However, the issue that the six majors (with the possible exception of Continental) seem to have forgotten is that the expectations of the traveling public are still well above the service provided today, even as service (and, correspondingly, customer satisfaction) levels continue to decline. I'm on an airplane pretty much every week, so I've seen the gradual service decline and the nickeling and diming so prevalent in the airline industry today, but the infrequent traveler hasn't.

Me? I'm the frog in the room temperature frying pan, slowly heating up, boiling to death without really reacting to the bad stuff that's going on. The infrequent traveler? They're the frog dropped into the boiling water, who immediately senses that something's wrong. Of course, in the latter case, at least the frog can jump out, unlike the poor traveler who gets to the airport and learns that for his family of 4 to each take their second bags to Disney World, they're looking at another $200 added on to their round-trip airfare. Sorry Walt...one fewer lunch inside the park for the Joneses.

Sure, we'll never go back to the service of the pre-9/11 days, but at some point, the airline industry is healthier for it. The terror attacks of 9/11 were a forcing function to get airlines in better shape from a financial standpoint. I'm certainly not qualified to debate the pluses and minuses of all the financing maneuvers that went on post-9/11, although I personally believe that the U.S. should've had at least one airline failure to remove capacity from the market. Darwin did not prevail over the past few years, at least among the majors. But I will say that when most people, particularly infrequent travelers, think of airlines like American or United, they think of the full-service carriers with which they grew up, particularly if they'd cut their flying teeth prior to the dawn of the new millennium. And, for better or worse, lots of folks still associate the names of the six majors with service levels they became used to back in the last quarter of the last century.

You can't unring a bell, but that's precisely what the majors are trying to do. In the case of Ryanair, easyJet, and now Skybus, customers have started off with a very, VERY low expectation of customer service, which those carriers make no bones about. Want to check a bag? Ka-ching. Oh, and you have to pay for airport check-in since you have a bag. Ka-ching. Want to check a heavy bag (anything over 33 pounds)? KA-CHING. Want a can of pop, which is what it's called where I'm from? Ka-ching. Don't believe me? Click on the Ryanair link above to try to decipher their charges. They're mind-boggling.

### QUESTIONS
(1) Answer these from the passage on airline service, one line each:
(a) Which of the six majors does the writer name as a possible exception?
(b) How much would a family of 4 add to their round-trip airfare to each take a second bag to Disney World?
(c) Above what weight does a bag count as heavy?
(2) Write the next few paragraphs of the passage on airline service, picking up after its final sentence.
The records are separate material and are not part of the passage on airline service.

### EXTRACTED DATA
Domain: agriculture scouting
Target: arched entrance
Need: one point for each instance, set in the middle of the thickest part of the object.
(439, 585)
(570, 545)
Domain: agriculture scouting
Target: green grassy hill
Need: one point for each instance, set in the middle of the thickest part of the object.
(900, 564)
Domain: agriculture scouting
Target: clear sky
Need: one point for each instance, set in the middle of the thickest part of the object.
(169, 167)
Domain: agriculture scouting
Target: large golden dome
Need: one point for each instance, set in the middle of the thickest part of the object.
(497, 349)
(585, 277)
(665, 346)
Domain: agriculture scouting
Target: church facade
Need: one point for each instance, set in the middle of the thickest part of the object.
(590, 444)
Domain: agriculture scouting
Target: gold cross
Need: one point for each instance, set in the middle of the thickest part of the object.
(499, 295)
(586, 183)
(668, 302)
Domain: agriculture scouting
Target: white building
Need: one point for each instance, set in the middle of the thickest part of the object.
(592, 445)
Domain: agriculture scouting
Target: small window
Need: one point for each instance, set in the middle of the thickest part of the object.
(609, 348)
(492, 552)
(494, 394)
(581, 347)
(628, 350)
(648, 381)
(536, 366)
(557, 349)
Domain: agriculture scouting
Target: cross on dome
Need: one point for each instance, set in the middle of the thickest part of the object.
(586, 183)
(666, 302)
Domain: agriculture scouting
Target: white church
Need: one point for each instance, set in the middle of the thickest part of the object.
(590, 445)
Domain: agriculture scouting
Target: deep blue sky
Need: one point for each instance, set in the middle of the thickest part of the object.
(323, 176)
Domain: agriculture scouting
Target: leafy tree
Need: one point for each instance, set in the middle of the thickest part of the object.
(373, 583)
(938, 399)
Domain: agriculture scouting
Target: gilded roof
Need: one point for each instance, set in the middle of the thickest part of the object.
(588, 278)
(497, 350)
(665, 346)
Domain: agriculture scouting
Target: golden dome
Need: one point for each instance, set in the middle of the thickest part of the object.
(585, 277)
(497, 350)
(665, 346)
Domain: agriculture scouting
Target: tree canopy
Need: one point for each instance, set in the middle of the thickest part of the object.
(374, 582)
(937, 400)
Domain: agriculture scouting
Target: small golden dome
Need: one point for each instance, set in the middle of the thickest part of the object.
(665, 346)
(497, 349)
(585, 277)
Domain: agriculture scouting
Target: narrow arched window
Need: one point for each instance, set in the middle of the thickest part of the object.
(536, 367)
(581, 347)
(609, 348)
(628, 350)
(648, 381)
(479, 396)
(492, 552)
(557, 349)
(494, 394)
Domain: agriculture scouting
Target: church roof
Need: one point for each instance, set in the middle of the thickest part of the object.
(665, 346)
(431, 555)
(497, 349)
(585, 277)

### ANSWERS GIVEN
(1)
(a) Continental
(b) $200
(c) 33 pounds

(2)
But, from the start, Ryanair passengers know what they're getting into. Most passengers on U.S. majors don't. I absolutely don't envy those running the airlines, in particular their PR departments (save for that knucklehead at Air Canada who doesn't deserve pity for his stupid comment last week). However, the devaluation of the once great brands of the U.S. majors almost seems like a systematic effort by the guys in the corner offices to destroy their little remaining brand equity.

Building up a brand by gradually improving quality is a magnificent approach...just take a look at what Samsung has done over the last 20 years, or what Vizio has done over the last 5. Unfortunately, tearing down a brand is much easier than building one up. As reference, witness the majors (save for Continental) over the last few years.

Are efforts such as United now charging for a second bag misguided? That answer will depend entirely on your perspective. Do you own United stock? Do you fly United? Two simple questions which are not discontiguous, but which will likely provide diametrically opposite answers.

Scott McCartney's column in this morning's Wall Street Journal may sum things up best, reinforcing that Southwest may end up as the ultimate victor in the U.S. commercial aviation market. The direction of the six majors seems to be to match the model of the healthcare industry. While certainly not representative of U.S. healthcare in general, asking a patient for a $5 co-pay being wheeled on a gurney while having a heart attack seems like it's beyond the reach of U.S. carrier policies.

Or not.

In the meantime, see you on Southwest.